I am currently trying to make some more advanced improvements for my scanning process/set-up and would like to open a conversation about experimentation here.
My end goals is to feel like I don’t need a Frontier scanner anymore to get results that satisfy me (especially ones made by some good labs like Carmencita). I am aware I will probably never get to that level with DSLR scanning but I want to try to get there 95%. I am in no way a technical expert but I want to see how far I can go in copying what a Frontier does, even if the sensor of that machine works differently
For context: I am currently using an A7IV with a sigma 70mm f2.8 macro mounted on a Kaiser repro stand above a basic Negative supply kit and a CS-lite panel.
One thing I keep seeing that is similar to what a Frontier does is using an RGB light to capture the 3 color channels separately and merging them afterwards for better colours. This is something I want to try in the future.

■ Entries shown:
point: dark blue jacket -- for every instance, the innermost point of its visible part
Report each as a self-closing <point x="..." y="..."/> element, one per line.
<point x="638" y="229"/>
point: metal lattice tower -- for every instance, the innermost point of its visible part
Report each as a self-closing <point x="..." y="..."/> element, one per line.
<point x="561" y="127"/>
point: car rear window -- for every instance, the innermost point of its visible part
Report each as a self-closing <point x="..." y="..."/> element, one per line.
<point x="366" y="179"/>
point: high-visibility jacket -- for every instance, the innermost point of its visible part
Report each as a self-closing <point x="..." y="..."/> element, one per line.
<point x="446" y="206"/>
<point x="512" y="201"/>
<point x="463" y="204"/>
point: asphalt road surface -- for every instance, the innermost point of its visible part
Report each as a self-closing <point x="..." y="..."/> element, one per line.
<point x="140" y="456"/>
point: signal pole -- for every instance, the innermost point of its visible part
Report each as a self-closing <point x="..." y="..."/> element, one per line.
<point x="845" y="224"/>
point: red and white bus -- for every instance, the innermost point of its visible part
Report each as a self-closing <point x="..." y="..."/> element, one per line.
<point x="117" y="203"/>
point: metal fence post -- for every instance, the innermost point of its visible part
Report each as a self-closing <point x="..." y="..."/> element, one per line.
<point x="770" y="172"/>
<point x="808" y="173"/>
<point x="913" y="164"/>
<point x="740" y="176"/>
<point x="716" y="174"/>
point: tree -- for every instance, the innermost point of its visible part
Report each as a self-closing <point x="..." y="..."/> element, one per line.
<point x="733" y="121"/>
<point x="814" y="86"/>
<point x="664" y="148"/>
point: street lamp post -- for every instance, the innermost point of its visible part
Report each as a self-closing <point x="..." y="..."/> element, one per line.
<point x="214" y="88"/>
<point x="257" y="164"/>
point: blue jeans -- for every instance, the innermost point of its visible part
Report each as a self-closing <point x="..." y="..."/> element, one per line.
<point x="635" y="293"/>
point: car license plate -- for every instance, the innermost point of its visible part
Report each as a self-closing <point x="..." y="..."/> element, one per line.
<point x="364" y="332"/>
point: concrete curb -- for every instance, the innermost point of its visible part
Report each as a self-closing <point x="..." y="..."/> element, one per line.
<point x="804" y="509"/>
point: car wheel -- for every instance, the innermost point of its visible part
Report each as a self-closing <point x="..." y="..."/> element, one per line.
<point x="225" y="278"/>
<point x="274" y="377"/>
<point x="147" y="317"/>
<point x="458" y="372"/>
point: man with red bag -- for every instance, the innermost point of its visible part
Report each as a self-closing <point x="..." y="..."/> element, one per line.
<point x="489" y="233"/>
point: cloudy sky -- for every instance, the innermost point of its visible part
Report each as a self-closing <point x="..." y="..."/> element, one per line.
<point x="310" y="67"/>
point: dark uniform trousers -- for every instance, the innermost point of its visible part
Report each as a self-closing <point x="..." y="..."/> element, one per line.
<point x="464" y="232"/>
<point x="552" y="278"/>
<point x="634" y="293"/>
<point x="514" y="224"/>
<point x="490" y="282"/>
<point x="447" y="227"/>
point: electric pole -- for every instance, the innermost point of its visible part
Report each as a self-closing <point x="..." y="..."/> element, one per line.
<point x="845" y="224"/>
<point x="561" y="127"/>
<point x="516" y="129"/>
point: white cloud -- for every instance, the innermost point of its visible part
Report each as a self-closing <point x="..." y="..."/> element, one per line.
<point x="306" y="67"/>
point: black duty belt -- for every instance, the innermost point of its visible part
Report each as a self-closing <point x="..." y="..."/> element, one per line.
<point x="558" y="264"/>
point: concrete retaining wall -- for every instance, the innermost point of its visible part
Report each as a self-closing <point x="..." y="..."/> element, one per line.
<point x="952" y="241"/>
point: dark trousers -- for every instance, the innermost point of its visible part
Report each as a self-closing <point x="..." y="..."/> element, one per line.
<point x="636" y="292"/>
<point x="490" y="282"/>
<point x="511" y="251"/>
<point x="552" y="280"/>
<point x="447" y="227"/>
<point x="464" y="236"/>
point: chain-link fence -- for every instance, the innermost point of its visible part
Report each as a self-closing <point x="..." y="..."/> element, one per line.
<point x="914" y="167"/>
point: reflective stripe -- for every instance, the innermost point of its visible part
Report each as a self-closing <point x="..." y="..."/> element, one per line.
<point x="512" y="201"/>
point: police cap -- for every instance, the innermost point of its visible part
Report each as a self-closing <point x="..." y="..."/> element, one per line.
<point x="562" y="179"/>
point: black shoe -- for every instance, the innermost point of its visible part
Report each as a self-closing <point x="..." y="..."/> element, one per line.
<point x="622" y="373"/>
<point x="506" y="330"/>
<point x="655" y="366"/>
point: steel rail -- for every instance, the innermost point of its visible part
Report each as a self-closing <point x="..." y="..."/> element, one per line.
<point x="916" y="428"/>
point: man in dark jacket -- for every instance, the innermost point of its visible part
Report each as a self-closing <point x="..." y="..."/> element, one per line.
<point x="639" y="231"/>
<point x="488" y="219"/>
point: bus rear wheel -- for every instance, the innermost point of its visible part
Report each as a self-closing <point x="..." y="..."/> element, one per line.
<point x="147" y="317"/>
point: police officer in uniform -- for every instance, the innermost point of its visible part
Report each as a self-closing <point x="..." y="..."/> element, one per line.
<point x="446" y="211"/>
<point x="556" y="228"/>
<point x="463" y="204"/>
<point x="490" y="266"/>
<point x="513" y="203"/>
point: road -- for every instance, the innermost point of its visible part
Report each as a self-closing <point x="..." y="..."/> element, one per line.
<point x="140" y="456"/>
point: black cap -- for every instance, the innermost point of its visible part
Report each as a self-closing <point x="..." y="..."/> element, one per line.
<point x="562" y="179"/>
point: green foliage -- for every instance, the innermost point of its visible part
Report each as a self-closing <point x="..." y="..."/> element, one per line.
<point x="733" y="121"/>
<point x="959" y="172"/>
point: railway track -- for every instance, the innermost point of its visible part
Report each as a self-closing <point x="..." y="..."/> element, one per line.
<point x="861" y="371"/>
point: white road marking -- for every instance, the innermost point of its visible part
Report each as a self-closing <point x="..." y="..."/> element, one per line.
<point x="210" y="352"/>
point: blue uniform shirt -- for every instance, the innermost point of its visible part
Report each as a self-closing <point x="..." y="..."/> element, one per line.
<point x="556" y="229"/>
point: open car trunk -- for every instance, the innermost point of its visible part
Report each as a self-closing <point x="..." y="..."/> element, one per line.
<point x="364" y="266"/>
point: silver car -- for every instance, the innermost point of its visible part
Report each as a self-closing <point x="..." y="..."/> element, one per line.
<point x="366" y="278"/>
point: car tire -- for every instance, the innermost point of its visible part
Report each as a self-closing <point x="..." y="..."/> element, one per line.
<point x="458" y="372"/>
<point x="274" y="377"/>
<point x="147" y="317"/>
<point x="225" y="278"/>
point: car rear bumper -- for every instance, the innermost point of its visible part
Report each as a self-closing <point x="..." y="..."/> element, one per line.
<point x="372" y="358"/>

■ What the exercise asks:
Reproduce the post on DSLR film scanning above word for word, from "I am currently trying" up to and including "about experimentation here.".

■ Problem solution:
I am currently trying to make some more advanced improvements for my scanning process/set-up and would like to open a conversation about experimentation here.